> Short problem
Pick out every line in the records below that contains the word "post", and copy each one. Case counts.

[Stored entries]

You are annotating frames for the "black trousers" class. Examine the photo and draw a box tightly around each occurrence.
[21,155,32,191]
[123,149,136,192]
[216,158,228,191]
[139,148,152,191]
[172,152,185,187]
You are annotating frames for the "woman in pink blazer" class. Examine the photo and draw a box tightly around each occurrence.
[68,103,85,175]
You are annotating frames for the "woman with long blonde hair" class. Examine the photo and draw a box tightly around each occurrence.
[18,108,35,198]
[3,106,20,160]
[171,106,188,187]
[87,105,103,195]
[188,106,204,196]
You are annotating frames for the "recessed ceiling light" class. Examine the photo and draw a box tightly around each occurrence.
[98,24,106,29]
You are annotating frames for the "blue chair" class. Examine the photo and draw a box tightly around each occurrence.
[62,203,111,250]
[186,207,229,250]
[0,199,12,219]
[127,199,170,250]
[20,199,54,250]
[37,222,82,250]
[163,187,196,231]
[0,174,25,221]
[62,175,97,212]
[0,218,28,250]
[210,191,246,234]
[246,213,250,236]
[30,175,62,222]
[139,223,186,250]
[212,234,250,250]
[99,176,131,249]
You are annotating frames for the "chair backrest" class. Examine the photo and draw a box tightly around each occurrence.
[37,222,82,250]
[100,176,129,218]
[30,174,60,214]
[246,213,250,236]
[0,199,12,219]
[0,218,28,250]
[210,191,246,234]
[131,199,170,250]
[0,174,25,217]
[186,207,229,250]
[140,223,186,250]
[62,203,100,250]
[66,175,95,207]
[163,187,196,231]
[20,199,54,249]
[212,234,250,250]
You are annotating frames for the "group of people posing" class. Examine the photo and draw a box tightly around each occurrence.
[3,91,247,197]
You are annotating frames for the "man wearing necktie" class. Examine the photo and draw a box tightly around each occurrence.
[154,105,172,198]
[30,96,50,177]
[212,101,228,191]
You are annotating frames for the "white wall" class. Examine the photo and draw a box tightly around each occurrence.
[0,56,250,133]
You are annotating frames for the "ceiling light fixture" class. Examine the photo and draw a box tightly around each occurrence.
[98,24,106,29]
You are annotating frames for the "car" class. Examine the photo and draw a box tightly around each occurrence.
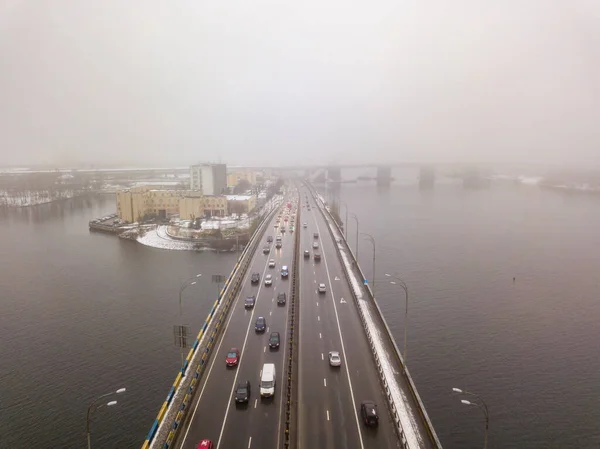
[244,295,256,309]
[235,380,250,404]
[225,348,240,366]
[277,292,287,305]
[360,401,379,427]
[254,316,267,332]
[329,351,342,366]
[269,332,279,349]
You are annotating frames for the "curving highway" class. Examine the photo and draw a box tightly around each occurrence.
[298,184,398,449]
[175,192,295,449]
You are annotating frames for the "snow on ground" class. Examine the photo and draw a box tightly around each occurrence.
[319,191,425,448]
[136,225,194,251]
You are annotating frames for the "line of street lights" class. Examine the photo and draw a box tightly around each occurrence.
[86,388,127,449]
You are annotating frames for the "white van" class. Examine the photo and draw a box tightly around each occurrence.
[260,363,275,397]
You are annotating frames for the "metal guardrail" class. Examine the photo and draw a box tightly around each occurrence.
[283,192,301,449]
[307,183,442,449]
[142,198,278,449]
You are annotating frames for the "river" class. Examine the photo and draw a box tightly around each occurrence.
[0,176,600,449]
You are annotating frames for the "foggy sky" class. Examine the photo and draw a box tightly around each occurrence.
[0,0,600,166]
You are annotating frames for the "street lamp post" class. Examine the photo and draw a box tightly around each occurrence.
[339,200,348,238]
[86,388,127,449]
[385,273,408,365]
[452,388,490,449]
[360,232,376,296]
[179,273,202,375]
[350,212,358,264]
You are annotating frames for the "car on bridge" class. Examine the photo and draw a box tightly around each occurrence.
[360,401,379,427]
[244,295,256,309]
[277,292,287,306]
[235,380,250,404]
[254,316,267,332]
[225,348,240,366]
[329,351,342,366]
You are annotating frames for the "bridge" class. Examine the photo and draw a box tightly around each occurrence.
[142,180,441,449]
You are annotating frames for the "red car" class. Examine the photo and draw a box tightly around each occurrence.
[225,348,240,366]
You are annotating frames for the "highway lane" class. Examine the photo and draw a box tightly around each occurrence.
[300,188,398,449]
[177,199,294,449]
[298,201,362,449]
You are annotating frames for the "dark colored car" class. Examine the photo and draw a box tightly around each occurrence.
[277,292,287,305]
[269,332,279,349]
[360,401,379,427]
[244,295,256,309]
[225,348,240,366]
[235,380,250,404]
[254,316,267,332]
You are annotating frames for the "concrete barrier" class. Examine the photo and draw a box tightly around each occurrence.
[142,196,281,449]
[307,184,442,449]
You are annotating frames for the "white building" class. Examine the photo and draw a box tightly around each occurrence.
[190,164,227,196]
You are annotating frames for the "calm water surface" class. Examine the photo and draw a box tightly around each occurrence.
[0,176,600,449]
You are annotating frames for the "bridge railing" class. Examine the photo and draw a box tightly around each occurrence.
[307,184,442,449]
[142,198,281,449]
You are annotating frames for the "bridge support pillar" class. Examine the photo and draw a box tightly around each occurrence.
[377,166,392,186]
[419,165,435,190]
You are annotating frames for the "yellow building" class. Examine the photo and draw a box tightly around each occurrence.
[227,170,256,187]
[227,195,256,214]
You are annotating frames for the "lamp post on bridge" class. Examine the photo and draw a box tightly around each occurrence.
[175,273,202,375]
[452,388,490,449]
[86,388,127,449]
[350,212,358,264]
[357,232,376,296]
[385,273,408,366]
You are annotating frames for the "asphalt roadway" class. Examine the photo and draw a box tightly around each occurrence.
[176,194,297,449]
[298,187,399,449]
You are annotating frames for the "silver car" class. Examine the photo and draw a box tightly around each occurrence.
[329,351,342,366]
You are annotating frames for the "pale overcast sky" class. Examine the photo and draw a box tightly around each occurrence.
[0,0,600,166]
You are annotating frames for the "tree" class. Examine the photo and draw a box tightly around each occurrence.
[233,179,252,195]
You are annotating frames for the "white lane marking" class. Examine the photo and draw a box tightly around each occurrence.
[181,217,273,448]
[313,199,365,449]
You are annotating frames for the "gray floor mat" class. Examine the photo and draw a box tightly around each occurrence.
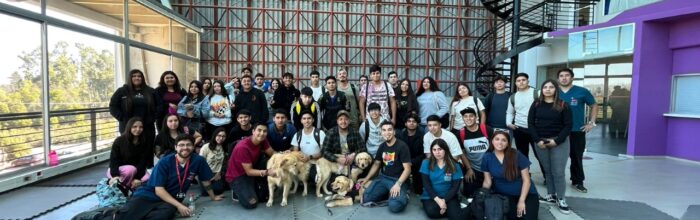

> Written answer
You are annotating frames for the "street lamp post" class. Examine the photo and draw a box tightly around each occurrence.
You are annotating frames for the "lamp post on bridge" class. Examine the photo and draw a box tightly around each occurrence.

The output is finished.